### [WRITTEN TASK]
Please update the data below by changing every "place a dot on" to "mark" and leaving everything else as it is.

Point labeling data:
□ □ □ □ □ □ □

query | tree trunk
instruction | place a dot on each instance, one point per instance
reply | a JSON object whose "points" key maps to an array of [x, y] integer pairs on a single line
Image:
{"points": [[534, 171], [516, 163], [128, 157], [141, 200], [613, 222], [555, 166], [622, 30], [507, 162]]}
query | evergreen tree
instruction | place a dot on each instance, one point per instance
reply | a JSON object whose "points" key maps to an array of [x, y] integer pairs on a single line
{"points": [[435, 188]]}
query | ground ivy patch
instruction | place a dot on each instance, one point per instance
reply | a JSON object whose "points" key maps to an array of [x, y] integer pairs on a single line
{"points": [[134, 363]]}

□ □ □ □ □ □ □

### [EXPECTED OUTPUT]
query | tree trunk
instruction | mark each instance, one point per instance
reply | a JSON object whose "points" key maps to an array of [x, y] integer pairs on a single line
Image:
{"points": [[534, 171], [516, 163], [128, 157], [141, 200], [613, 222], [555, 166], [622, 30], [507, 162]]}
query | evergreen tree
instruction | mark each instance, one point per instance
reply | a JSON object whose "points" key maps to an array of [x, y] integer pairs on a single line
{"points": [[435, 188]]}
query | ground ivy patch
instruction | mark each instance, one point per instance
reply | a JSON object whose "points" key maps to an array of [x, y] integer pairs on a single line
{"points": [[134, 363]]}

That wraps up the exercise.